** BEGIN TEXT BLOCK **
Why everything is going to be OK. [by Jennifer Michael Hecht]

EspressoDear Bleaders,

I’m supposed to be cleaning!  I was given a specific task: straighten up the kid’s bookshelves for Jessie’s birthday party this weekend.  But then my husband, who suggested this task, took the kids and went to Goodwill to get rid of some of the heaps of stuff of which we’re getting rid, leaving me alone to sneak like a thief back to my computer to write you guys a quick post.

I figure as long as I finish by the time he’s back, I’m good.  So.  What I want to tell you is pretty important.  I spent the weekend in Omaha and now have another Homaha in these United States.  What great people I met.  Ridiculously cool people.  Ridunkulous.  And they gave me roast beast, and took me to hear Yo Yo Ma, and made jokes about Exit 420.   If you don’t get it, don’t pay it no mind, but if you do get it, you get that it is good to know.  I gave 6 talks in four days!  One to a synagogue full of clergy, mostly Catholic priests, collared and mostly grey-haired.  Some rabbis, some ministers, some visitors, a lovely woman who said she’d driven six hours to see me.

I told them that I’d come to tell them about Poetic Atheism.  There is no God, but as Durkheim said a hundred years ago, what we thought was God, was the community.  What we feel when we are gathered together, that there is something larger than us, that feeling is true.  It’s us. 

We can add to it that what we thought of as faith is love.  We have to try to believe in each other, in our mutual misery and compassion.  

The solace we have to offer one another is sufficient to our wounds.

Our feelings of meaning are sufficient to the definition of meaning.

There is no hidden world of meaning.  The feelings of meaning are the meaning.  It’s all true.
** END TEXT BLOCK **
** REQUEST 1 **
In the listing, could you write out the lines between the lines holding "Where can you see the dark grey" and "<point>483,441</point>", inclusive, with the requests kept as they are, and multiply every point coordinate in the answers by 1.55, rounding to whole numbers with halves rounded up? Give only those lines.
The blog post and the listing have nothing to do with each other.
** BEGIN RECORDS SHOWN **
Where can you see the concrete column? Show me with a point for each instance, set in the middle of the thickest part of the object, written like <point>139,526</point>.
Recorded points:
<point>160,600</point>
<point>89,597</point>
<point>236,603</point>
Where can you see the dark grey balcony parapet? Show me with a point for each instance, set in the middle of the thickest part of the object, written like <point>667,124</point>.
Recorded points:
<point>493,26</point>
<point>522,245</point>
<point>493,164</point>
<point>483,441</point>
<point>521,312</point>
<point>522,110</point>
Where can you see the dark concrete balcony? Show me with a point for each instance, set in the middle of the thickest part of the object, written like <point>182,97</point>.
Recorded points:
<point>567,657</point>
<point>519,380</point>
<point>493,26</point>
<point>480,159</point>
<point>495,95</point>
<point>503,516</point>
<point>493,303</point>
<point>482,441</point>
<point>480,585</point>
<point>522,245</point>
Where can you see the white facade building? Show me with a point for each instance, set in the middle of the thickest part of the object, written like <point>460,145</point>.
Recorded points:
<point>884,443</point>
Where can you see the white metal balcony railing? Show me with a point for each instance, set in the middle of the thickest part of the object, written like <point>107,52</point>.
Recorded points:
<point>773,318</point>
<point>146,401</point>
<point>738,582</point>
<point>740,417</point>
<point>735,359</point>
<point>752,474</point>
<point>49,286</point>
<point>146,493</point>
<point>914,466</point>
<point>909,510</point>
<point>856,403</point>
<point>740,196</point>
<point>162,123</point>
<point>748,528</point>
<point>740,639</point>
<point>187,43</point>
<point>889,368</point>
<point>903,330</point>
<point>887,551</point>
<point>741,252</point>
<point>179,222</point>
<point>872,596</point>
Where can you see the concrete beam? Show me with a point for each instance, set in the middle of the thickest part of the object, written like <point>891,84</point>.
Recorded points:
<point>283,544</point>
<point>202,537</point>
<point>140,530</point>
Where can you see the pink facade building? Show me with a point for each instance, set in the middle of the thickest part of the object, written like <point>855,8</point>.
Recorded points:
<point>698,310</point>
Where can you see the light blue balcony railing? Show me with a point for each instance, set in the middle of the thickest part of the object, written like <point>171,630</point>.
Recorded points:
** END RECORDS SHOWN **
** REQUEST 2 **
Can you repeat the blog post word for word between "I told them" and "to our wounds.", inclusive?

** SOLUTION 1 **
Where can you see the dark grey balcony parapet? Show me with a point for each instance, set in the middle of the thickest part of the object, written like <point>667,124</point>.
Recorded points:
<point>764,40</point>
<point>809,380</point>
<point>764,254</point>
<point>749,684</point>

** SOLUTION 2 **
I told them that I’d come to tell them about Poetic Atheism.  There is no God, but as Durkheim said a hundred years ago, what we thought was God, was the community.  What we feel when we are gathered together, that there is something larger than us, that feeling is true.  It’s us. 

We can add to it that what we thought of as faith is love.  We have to try to believe in each other, in our mutual misery and compassion.  

The solace we have to offer one another is sufficient to our wounds.